- _What is required_: Please output all of the items below line for line, copying each one precisely and leaving out the pictures.

### Data excerpts

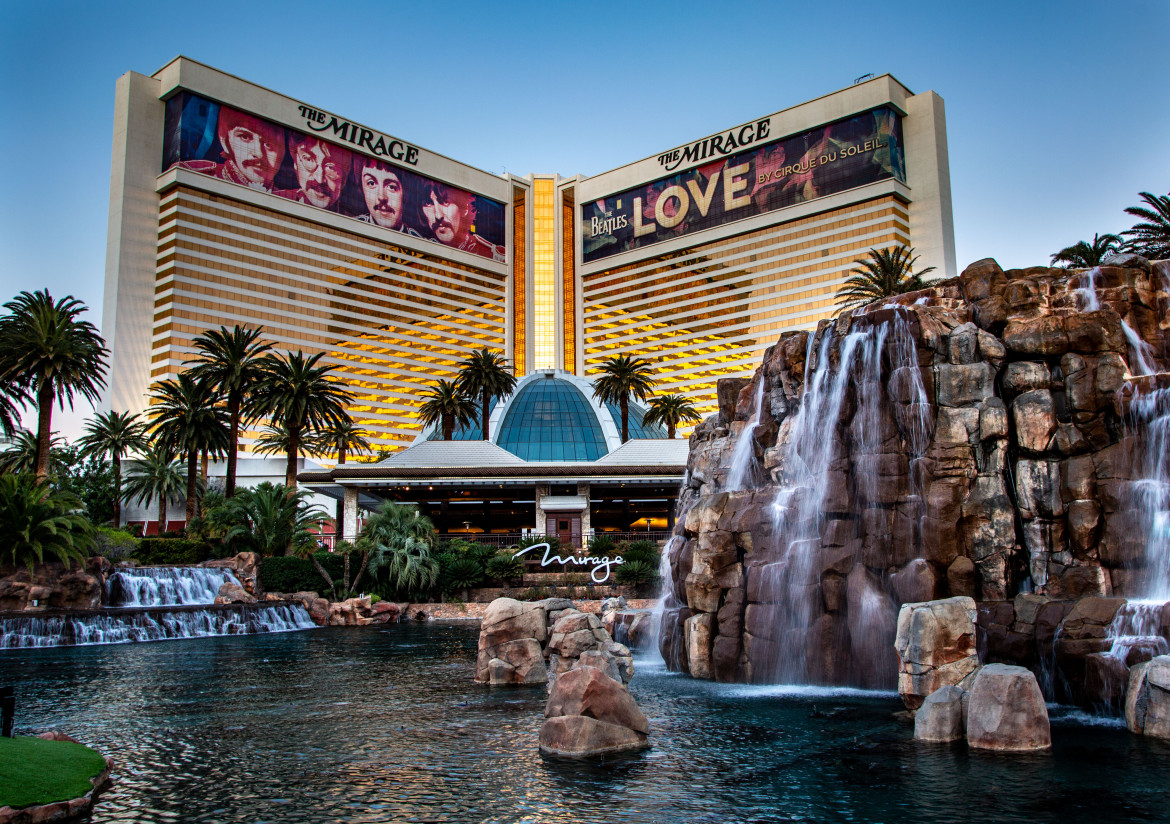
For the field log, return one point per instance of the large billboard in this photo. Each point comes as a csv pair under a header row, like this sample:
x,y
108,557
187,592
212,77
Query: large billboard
x,y
823,160
215,139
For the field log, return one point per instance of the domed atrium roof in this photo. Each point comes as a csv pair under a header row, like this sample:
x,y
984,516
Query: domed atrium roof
x,y
553,417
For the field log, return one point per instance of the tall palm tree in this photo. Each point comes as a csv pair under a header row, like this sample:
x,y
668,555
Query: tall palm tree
x,y
620,378
486,375
447,405
231,361
343,437
187,423
155,475
114,433
52,355
300,396
886,273
1085,255
670,410
1150,239
36,521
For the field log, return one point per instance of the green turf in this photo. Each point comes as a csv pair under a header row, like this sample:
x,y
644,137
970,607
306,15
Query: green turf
x,y
38,771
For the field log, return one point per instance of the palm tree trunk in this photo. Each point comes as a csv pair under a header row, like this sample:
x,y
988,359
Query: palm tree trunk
x,y
116,460
43,428
234,413
290,466
192,483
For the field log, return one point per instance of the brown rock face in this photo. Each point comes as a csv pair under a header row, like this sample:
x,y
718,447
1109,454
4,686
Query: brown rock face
x,y
974,440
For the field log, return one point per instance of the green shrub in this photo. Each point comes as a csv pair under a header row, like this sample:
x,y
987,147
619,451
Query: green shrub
x,y
637,574
172,551
503,565
115,544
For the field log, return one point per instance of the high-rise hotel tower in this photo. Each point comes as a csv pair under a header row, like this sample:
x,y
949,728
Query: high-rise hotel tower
x,y
231,204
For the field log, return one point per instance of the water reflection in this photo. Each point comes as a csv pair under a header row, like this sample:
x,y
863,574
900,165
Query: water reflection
x,y
373,725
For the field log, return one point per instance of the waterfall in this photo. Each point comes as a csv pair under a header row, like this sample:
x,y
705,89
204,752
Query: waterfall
x,y
1149,494
166,585
744,453
150,625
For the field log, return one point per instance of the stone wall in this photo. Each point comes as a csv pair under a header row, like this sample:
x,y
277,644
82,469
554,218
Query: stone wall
x,y
979,451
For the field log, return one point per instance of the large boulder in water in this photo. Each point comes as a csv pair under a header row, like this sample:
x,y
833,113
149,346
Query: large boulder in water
x,y
1006,711
1148,698
591,714
935,646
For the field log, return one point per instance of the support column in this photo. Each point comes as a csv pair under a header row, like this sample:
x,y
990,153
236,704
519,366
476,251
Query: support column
x,y
351,514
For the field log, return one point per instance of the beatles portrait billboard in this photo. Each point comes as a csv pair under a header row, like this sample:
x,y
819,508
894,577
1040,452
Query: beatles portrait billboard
x,y
221,142
832,158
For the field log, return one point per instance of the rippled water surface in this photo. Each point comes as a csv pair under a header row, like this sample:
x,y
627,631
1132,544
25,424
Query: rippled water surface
x,y
384,725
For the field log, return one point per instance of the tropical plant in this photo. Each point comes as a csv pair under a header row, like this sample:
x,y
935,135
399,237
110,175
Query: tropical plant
x,y
1151,238
637,574
670,410
274,520
300,396
886,273
114,433
486,375
1085,255
36,522
155,475
342,438
50,355
620,378
232,363
398,538
187,423
447,405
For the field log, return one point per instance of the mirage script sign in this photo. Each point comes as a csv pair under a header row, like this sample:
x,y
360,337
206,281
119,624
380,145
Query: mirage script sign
x,y
600,564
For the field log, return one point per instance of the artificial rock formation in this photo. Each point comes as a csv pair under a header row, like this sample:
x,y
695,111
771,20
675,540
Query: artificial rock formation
x,y
970,439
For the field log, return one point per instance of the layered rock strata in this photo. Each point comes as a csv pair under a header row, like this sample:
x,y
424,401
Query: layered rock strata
x,y
971,439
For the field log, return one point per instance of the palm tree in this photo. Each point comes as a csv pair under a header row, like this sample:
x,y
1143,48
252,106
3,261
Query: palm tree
x,y
49,354
399,538
187,423
297,393
156,475
36,522
231,361
1085,255
670,410
886,273
274,520
620,378
342,438
114,433
486,375
1150,239
449,406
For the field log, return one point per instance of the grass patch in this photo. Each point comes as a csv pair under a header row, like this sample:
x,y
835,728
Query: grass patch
x,y
38,771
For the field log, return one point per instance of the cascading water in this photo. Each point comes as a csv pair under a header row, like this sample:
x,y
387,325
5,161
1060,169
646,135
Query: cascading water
x,y
151,604
166,585
744,454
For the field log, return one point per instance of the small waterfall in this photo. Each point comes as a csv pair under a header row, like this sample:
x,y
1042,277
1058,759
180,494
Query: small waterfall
x,y
166,585
1149,495
150,625
744,453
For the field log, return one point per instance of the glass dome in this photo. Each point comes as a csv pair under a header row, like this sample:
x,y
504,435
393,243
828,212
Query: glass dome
x,y
551,420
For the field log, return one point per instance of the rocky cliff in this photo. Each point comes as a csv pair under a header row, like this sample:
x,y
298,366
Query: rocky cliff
x,y
993,433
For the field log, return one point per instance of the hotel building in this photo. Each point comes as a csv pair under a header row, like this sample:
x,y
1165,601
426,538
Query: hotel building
x,y
231,204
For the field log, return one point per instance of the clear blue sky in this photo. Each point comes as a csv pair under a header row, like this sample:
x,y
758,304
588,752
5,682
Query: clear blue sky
x,y
1057,112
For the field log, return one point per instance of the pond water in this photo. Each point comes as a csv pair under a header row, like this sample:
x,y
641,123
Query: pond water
x,y
385,725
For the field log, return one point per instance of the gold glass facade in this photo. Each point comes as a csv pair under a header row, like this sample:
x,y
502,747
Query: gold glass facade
x,y
710,311
391,320
544,270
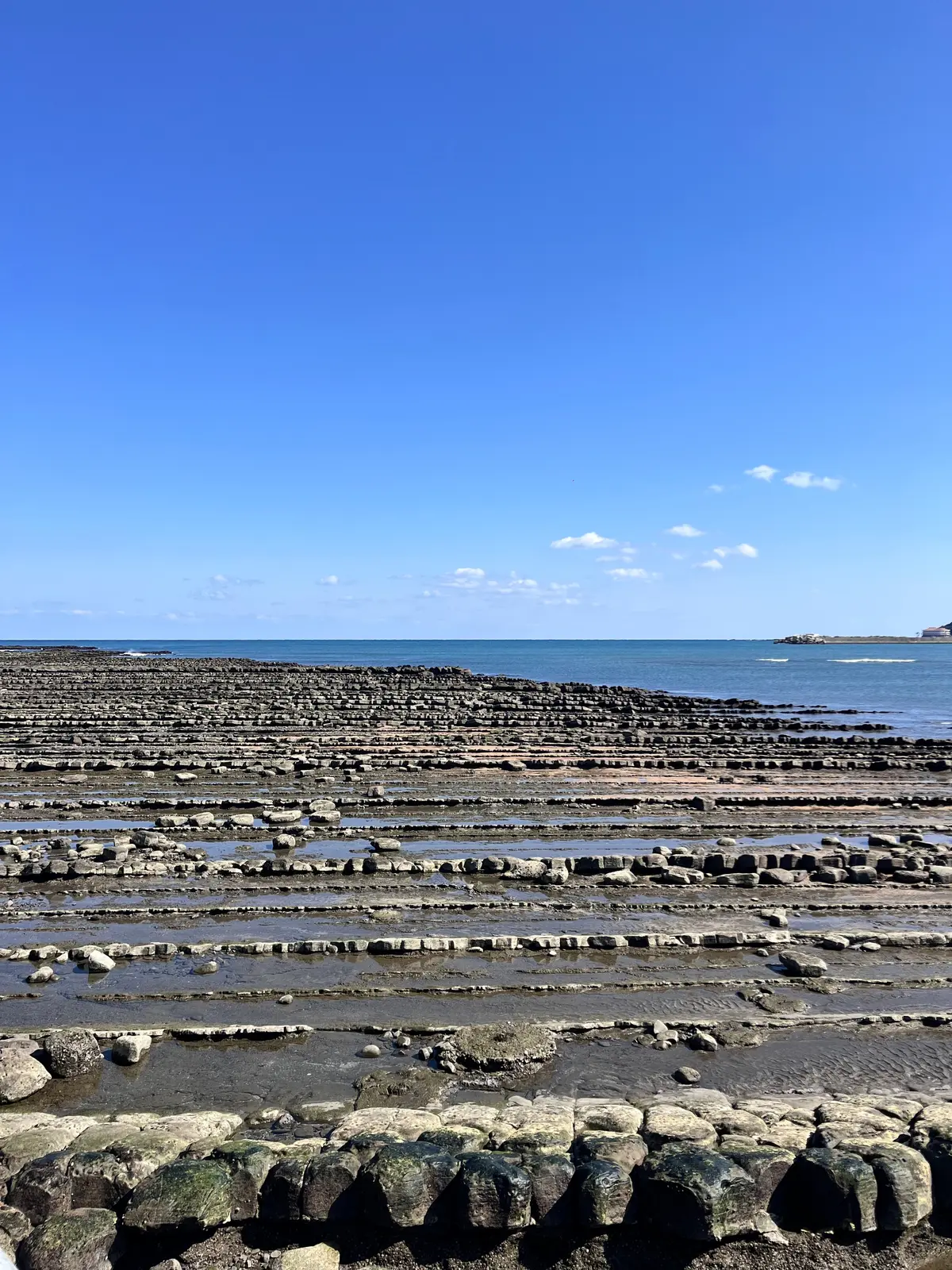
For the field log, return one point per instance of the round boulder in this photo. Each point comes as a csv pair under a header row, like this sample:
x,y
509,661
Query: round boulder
x,y
71,1052
498,1047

######

- _Written response_:
For the field log, return one point per instance of the large billboard in this photo. Each point comes as a csv pair under a header row, like this sample:
x,y
108,557
187,592
212,77
Query: large billboard
x,y
823,160
215,139
For the field log, return one point per instance of the domed atrium roof in this photo. Each point comes as a csv pair under a header row, like this sample:
x,y
984,516
Query: domed atrium roof
x,y
553,417
For the field log, return one point per instance of the tall palm tree in this photo. Each point comes as a csv pair under a header row, like this sample:
x,y
668,555
Query: tall palm tree
x,y
620,378
486,375
447,405
231,361
343,437
187,423
155,475
114,433
52,355
300,396
886,273
1085,255
670,410
1150,239
36,521
For the field log, return one point per instance of the green turf in this photo. Each point comes as a csv pair under a header row, like this sample:
x,y
644,137
970,607
306,15
Query: green turf
x,y
38,771
For the field log, return one point per instance of the palm tree trunk in this photo. Each point comes as a csv pair under a header row, like this sample:
x,y
988,359
Query: palm tree trunk
x,y
116,460
43,428
234,413
290,466
192,483
For the field log, return one point per instance of the brown rock face in this photo. Each point comes as a csv pair under a header row, like this sample:
x,y
718,447
1109,454
4,686
Query: brown rock face
x,y
974,440
For the field log, return one point per instance of the green shrub in this photo. Each point comes as a csv pair under a header row, like this sample:
x,y
987,147
619,451
Query: green shrub
x,y
637,574
172,551
503,565
115,544
For the field log, return one point per instance of the high-rise hotel tower in this photo. Each point comes as a csv pair under a header row, like this sample:
x,y
949,728
Query: high-rise hotel tower
x,y
231,204
For the field log, return one point per instance of the water reflection in this photo. Each point comes as a csv pair under a header row, like this sample:
x,y
863,574
900,165
Query: water reflection
x,y
373,725
For the field log, return one point per instance of the waterfall in this photo. Each point comes as a csv pair under a header row, like this sample:
x,y
705,89
204,752
Query: waterfall
x,y
1149,494
166,585
744,453
150,625
For the field log, return one point per instance of the stone wall in this photo. Each point comes as a csv pair under a header row, like this sample:
x,y
277,644
82,469
554,218
Query: stone wall
x,y
979,451
For the field log, return one point per instance of the large boulder in water in this photo. Each point comes as a csv pair under a header row, like this sample:
x,y
833,113
149,346
Query: large boulder in water
x,y
1006,711
1148,698
591,714
935,646
For the field log, return one point per instance of the support column in this photo. Each point comes as a csv pair under a header row, like this sample:
x,y
990,153
236,704
519,366
476,251
Query: support column
x,y
351,514
For the field log, return one point per instance of the beatles portrait billboard in this photo. Each point comes as a csv pair under a header row, like this sample:
x,y
819,508
894,577
1040,452
Query: beatles portrait billboard
x,y
221,142
832,158
For the field log, return one point per instance of the rippled water surface in this photo. Each point comes as a csv pair under a header row, like this sample:
x,y
627,631
1132,544
25,424
Query: rippled water surface
x,y
384,725
For the field log, return one point per instance of the tropical plant in this photo. Each point comes as a csv pair under a header row, like this sample:
x,y
935,135
399,237
110,175
Query: tropical plant
x,y
1151,238
637,574
670,410
274,520
300,396
886,273
114,433
486,375
1085,255
36,522
155,475
342,438
50,355
620,378
232,363
398,538
187,423
447,405
For the field log, return one point per instance of the mirage script sign in this photo. Each point comes as a csv pair under a header row, like this sample:
x,y
360,337
206,281
119,624
380,145
Query: mirage script sign
x,y
600,564
For the field log, return one point per instance of the artificial rock formation in this photo. Each point comes as a csv pair under a header row, like this sample:
x,y
695,111
771,20
675,540
Query: artificial rock formation
x,y
970,439
For the field log, return one point per instance of the layered rock strata in this photo. Each point comes as a csv pair under a header row, like this sample:
x,y
424,401
Query: layered rock strata
x,y
971,439
For the field log, return one point per instance of the palm tree in this photo. Each point comes as a csv pair under a header row, like this sample:
x,y
1143,48
252,106
3,261
Query: palm tree
x,y
49,354
399,538
187,423
297,393
156,475
36,522
231,361
1085,255
670,410
886,273
274,520
620,378
342,438
114,433
486,375
1150,239
449,406
For the field log, return one point per instance of the grass patch in this photo. Each point comes as a csv pair under a header row, like this sample:
x,y
835,728
Query: grass patch
x,y
38,771
For the field log, return one point per instance of the cascading water in this photo. Each point comes as a csv pair under a header row, like this sample:
x,y
387,325
5,161
1060,169
646,135
Query: cascading water
x,y
151,604
166,585
744,454
For the field log, return one point per instance of the small waterfall in this photo. Each point comes as a csv pair under a header row, like this sample:
x,y
1042,277
1058,759
180,494
Query: small waterfall
x,y
166,585
1149,495
150,625
744,453
For the field log, return one point per instance of the glass dome in this photo. Each point comes as a csv pair under a header row, like this sample:
x,y
504,435
393,243
828,212
Query: glass dome
x,y
551,420
For the field log, return one point per instance of the rocky cliff in this photo. Each point comes as a csv pair under a header row, like this sample:
x,y
298,366
Query: rocky cliff
x,y
993,433
For the field log, return one point per instance of the hotel building in this photo. Each point comes as a csv pair under a header row, like this sample:
x,y
1165,601
426,538
Query: hotel building
x,y
231,204
For the field log, return one point per instance of the clear blue sky in this photo. Each point comes as a csv pair under a header row, like this sample:
x,y
758,304
588,752
5,682
Query: clear blue sky
x,y
1057,112
For the field log, return one point per instance of the pond water in this photo. Each point comes as a csv pair under a header row, like this sample:
x,y
641,123
Query: pond water
x,y
385,725
For the field log, return one point per instance of the gold glass facade in this photo. Each point comes as a csv pair under a header row, like this sample:
x,y
502,747
Query: gold glass facade
x,y
710,311
391,320
544,270
For the field log, return one point per instance of the round boulder in this photo. Each point comes as a csv pair under a header row, like this sample:
x,y
509,661
Query: round boulder
x,y
71,1052
498,1047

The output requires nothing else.